## Exercise brief
List every line in the rows below that contains the word "metal", matching case exactly.

---

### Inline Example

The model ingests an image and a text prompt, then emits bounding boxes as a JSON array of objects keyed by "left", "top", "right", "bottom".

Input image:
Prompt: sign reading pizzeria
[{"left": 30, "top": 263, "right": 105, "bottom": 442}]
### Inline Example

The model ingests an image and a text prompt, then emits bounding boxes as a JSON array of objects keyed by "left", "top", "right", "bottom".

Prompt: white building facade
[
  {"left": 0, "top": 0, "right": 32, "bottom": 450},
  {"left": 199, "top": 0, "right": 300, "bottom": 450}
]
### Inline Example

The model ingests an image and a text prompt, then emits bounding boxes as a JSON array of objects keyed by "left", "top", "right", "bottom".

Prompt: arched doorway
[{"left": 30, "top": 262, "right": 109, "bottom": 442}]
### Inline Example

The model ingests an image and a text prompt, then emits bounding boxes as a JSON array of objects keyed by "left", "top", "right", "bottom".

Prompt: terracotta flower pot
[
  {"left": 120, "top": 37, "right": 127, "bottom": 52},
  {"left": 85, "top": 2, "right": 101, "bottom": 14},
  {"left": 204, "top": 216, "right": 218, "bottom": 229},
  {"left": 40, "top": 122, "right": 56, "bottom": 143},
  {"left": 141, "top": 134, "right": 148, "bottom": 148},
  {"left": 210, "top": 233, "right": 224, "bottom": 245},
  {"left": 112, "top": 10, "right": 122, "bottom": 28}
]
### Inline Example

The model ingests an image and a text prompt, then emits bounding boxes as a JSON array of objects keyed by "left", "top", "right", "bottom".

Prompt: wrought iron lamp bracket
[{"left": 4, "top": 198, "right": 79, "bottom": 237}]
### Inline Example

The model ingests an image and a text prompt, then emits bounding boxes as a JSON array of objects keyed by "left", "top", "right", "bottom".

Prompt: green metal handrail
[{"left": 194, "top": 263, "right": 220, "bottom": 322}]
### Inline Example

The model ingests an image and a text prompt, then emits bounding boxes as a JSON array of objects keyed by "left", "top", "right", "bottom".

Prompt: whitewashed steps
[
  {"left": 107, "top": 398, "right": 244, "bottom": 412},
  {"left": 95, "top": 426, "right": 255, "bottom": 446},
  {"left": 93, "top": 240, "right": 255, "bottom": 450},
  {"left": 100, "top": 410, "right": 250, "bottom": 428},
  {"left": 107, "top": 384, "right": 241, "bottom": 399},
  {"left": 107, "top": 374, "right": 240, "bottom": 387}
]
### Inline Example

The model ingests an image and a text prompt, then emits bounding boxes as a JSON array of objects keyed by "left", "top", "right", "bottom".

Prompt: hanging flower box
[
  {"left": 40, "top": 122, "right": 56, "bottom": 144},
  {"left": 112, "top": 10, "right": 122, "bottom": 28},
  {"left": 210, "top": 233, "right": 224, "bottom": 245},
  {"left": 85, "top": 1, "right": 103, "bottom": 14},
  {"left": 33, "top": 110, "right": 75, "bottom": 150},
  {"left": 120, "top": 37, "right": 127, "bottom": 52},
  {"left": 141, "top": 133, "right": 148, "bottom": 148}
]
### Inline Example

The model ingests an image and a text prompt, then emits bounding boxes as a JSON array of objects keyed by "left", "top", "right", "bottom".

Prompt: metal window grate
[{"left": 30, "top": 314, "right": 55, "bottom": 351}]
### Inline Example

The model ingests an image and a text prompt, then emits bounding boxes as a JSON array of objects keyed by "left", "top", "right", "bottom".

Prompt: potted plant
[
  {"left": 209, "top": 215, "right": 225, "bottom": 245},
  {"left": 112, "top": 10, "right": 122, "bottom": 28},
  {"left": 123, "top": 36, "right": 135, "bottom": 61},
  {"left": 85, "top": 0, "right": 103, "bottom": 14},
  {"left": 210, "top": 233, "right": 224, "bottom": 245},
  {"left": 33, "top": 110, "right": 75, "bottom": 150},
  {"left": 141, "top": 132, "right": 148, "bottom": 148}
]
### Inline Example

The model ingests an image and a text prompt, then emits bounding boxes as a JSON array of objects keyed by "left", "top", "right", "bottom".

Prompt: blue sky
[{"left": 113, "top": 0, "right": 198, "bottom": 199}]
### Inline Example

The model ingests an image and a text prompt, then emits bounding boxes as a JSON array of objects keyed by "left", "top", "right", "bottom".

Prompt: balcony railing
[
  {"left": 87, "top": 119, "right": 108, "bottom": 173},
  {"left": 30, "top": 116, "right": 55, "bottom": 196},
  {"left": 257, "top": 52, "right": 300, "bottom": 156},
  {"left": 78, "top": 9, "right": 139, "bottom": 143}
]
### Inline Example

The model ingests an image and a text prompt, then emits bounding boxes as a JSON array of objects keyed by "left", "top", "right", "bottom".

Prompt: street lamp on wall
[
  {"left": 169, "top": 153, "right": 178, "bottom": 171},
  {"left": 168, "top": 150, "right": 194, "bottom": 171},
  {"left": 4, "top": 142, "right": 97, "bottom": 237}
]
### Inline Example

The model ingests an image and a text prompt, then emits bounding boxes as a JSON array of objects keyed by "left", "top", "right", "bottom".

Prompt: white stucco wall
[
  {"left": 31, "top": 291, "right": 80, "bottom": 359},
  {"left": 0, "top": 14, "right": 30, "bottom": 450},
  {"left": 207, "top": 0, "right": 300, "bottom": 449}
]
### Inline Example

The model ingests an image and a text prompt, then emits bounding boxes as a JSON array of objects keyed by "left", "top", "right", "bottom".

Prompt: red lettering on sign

---

## Problem solution
Prompt: green metal handrail
Prompt: metal window grate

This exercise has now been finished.